Your task: Set down, word for word, everything in the data below from the line containing "If you could pick out the stool" down to the very end of the data.

Task data:
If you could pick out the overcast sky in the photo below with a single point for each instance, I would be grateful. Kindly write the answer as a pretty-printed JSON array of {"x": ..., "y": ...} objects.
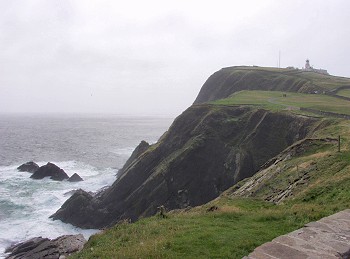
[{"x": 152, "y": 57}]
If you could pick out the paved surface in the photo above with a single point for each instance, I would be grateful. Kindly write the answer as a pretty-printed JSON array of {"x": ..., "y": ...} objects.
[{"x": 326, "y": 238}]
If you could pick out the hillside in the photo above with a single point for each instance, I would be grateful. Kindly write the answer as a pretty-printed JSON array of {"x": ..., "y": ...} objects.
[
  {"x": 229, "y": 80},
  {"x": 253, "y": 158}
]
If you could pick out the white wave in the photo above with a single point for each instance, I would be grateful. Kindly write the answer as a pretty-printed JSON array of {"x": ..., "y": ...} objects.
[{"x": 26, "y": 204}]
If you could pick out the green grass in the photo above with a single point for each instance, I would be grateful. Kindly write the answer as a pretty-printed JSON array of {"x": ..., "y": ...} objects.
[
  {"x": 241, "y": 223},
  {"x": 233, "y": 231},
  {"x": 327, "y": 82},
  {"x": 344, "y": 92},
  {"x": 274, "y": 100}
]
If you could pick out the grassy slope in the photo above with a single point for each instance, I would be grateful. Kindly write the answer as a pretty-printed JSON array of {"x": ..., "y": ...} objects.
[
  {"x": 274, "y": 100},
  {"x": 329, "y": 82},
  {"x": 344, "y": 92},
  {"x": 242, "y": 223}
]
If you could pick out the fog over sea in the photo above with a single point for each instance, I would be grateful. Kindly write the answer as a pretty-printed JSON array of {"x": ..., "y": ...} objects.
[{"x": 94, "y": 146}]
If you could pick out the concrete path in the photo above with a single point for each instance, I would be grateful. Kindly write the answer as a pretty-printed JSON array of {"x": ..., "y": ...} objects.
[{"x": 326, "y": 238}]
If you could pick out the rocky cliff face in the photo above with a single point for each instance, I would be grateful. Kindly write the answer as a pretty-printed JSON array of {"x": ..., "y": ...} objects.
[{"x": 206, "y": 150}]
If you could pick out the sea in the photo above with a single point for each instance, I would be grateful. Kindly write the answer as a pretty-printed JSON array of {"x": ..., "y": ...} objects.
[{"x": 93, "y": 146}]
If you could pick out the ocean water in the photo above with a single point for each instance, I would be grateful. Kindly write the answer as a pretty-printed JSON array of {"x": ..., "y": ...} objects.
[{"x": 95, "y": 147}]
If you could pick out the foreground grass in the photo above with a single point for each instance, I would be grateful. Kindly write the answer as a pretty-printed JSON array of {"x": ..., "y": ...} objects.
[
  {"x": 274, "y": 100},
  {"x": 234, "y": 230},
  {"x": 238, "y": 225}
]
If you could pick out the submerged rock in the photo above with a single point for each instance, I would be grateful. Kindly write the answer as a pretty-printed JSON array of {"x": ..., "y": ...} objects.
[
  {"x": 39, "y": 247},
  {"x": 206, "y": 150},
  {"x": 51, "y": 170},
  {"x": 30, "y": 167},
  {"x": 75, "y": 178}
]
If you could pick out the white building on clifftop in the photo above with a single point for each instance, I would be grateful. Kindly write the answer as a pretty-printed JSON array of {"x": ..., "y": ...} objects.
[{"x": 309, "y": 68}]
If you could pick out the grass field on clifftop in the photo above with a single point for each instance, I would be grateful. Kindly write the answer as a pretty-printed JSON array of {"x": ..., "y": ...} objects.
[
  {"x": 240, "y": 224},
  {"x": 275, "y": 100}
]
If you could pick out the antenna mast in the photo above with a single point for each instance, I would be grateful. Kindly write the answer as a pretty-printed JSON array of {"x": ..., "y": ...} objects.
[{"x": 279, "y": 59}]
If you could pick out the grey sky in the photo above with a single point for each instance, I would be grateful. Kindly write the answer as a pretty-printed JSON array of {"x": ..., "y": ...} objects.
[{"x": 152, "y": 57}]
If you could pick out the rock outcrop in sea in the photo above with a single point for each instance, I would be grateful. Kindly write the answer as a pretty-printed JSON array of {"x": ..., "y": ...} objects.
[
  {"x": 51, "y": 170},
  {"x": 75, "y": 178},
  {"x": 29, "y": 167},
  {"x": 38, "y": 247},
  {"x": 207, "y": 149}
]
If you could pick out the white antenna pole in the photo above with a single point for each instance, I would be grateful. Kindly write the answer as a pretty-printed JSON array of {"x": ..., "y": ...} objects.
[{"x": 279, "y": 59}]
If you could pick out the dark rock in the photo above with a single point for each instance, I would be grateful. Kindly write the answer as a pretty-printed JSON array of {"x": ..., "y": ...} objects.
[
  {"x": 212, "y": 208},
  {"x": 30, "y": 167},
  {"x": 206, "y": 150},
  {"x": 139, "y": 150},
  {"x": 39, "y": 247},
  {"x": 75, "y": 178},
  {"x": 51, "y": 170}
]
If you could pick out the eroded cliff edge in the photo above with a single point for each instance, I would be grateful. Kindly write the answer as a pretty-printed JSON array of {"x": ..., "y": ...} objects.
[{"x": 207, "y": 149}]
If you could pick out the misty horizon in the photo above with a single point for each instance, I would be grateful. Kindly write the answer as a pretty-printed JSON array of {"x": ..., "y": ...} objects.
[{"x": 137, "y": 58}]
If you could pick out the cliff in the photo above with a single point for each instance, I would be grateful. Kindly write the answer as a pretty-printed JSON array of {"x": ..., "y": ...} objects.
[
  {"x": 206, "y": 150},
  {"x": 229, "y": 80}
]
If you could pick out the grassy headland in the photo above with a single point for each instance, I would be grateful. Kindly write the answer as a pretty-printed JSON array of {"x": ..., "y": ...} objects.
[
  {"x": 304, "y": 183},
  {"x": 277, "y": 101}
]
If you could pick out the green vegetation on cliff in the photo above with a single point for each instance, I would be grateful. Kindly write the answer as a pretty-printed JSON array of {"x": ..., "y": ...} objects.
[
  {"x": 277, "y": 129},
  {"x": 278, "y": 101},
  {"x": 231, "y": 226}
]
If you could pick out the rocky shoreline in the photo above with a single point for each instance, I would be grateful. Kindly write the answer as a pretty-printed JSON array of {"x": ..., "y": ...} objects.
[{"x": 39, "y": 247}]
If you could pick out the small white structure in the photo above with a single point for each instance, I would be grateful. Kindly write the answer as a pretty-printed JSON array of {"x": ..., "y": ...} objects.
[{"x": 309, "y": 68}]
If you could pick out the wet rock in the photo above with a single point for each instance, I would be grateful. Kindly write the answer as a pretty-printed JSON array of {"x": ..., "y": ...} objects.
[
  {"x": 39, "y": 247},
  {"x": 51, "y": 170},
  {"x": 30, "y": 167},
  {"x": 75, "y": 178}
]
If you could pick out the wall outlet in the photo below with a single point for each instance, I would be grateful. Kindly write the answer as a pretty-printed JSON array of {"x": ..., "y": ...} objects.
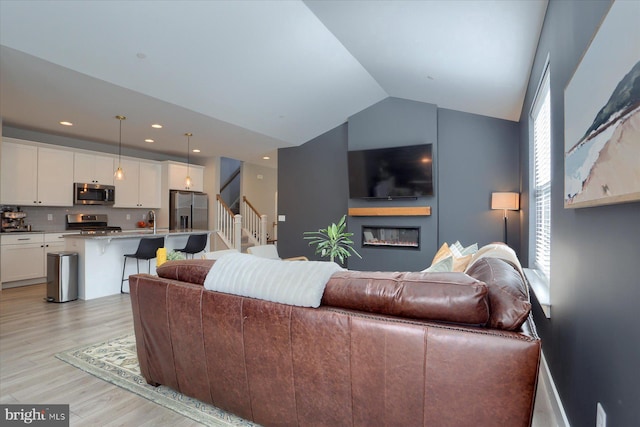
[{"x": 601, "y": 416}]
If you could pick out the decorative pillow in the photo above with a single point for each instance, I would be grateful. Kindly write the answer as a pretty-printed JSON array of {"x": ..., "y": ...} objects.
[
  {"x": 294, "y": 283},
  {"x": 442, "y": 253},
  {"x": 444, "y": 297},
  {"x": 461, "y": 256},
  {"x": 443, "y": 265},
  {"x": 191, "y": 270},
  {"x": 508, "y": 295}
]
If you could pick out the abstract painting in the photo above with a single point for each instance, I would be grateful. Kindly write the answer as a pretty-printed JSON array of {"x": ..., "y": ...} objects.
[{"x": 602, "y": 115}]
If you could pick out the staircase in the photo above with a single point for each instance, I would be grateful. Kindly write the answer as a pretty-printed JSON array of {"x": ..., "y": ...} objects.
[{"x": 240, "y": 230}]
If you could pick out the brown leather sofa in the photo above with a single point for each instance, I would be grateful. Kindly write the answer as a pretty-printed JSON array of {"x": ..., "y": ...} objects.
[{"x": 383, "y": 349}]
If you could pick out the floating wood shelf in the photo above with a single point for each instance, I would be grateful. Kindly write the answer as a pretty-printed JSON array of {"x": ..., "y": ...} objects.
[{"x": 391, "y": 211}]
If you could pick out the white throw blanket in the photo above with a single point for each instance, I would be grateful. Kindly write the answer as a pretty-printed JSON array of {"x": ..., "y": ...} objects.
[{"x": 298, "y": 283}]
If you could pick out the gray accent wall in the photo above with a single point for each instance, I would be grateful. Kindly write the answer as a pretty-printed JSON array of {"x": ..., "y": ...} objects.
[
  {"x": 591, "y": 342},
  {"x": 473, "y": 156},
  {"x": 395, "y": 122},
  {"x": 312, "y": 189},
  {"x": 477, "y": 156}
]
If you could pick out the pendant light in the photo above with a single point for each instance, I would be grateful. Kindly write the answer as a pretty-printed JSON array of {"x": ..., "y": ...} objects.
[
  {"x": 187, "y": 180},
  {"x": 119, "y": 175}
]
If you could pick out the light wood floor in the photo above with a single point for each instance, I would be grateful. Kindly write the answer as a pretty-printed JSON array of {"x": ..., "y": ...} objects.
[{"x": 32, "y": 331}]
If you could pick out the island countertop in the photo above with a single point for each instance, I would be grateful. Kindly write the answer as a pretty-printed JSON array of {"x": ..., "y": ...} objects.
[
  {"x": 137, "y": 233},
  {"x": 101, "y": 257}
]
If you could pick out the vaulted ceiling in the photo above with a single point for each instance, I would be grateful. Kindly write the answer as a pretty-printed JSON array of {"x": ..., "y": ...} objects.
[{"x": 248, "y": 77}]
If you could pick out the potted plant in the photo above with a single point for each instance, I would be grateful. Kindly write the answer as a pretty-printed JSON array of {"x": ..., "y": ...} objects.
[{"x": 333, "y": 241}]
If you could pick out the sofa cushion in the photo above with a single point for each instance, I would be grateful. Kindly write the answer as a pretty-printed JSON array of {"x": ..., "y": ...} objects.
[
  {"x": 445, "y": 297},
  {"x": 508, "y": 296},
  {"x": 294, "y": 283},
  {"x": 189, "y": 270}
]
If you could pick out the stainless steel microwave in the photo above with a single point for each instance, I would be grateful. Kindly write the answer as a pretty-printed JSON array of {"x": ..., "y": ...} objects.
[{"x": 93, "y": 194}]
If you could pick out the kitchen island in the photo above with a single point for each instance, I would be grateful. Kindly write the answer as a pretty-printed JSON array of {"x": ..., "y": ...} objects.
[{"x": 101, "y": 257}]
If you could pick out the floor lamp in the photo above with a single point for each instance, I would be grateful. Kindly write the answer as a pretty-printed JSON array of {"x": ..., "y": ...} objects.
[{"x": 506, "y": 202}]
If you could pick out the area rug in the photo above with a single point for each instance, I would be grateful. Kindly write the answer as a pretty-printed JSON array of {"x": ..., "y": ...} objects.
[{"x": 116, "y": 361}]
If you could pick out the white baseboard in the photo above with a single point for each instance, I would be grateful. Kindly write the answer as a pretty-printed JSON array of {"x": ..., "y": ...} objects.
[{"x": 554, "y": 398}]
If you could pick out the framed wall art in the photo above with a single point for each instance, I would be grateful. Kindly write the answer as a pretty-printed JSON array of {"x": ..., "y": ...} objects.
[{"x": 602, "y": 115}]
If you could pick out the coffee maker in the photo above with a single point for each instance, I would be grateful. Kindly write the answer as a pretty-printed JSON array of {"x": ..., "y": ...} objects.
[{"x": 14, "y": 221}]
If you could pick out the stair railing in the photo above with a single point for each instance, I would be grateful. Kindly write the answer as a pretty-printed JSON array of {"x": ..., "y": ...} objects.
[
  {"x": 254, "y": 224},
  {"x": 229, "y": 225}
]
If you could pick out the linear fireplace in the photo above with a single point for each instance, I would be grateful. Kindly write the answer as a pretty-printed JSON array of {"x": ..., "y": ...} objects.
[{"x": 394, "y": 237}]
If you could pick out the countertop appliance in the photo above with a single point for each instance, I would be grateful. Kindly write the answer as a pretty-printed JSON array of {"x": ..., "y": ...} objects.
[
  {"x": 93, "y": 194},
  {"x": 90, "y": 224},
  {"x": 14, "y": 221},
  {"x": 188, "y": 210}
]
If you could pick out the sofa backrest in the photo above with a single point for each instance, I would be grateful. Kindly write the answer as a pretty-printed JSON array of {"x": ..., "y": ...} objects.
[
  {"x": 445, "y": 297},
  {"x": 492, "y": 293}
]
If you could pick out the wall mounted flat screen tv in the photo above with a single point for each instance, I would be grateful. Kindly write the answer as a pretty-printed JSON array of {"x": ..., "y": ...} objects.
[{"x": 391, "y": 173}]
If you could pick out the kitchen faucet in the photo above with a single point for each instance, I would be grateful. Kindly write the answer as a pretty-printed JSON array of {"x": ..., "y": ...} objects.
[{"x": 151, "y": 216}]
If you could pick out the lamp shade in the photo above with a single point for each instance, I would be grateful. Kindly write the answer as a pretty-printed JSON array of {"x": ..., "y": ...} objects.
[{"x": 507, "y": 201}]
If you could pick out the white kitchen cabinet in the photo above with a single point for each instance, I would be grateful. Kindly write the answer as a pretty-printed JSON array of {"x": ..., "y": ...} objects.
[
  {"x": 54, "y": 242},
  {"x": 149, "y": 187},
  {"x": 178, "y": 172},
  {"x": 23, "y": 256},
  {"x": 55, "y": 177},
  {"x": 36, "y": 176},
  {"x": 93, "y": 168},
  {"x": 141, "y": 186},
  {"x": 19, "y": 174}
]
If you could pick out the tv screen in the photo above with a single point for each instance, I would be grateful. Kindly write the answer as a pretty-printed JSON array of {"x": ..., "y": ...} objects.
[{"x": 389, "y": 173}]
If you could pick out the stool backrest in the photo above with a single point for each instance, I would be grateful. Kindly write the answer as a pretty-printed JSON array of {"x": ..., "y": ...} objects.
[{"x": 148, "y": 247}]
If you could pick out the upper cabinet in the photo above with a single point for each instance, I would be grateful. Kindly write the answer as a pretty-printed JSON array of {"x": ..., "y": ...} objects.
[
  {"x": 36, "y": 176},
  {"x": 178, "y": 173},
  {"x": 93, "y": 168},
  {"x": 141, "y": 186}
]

Answer for the task:
If you could pick out the stool backrest in the photo above with a single point for each instance, I would be grateful. Kindly write the answer as a pretty-printed JSON array of {"x": ..., "y": ...} objects.
[{"x": 148, "y": 247}]
If you could pick out the upper cabinet in the photo above with a single point for each instance, I would be grateful. Kindly write the answer as a pretty-printed JSON array of {"x": ..., "y": ...} objects.
[
  {"x": 36, "y": 176},
  {"x": 178, "y": 173},
  {"x": 93, "y": 168},
  {"x": 141, "y": 186}
]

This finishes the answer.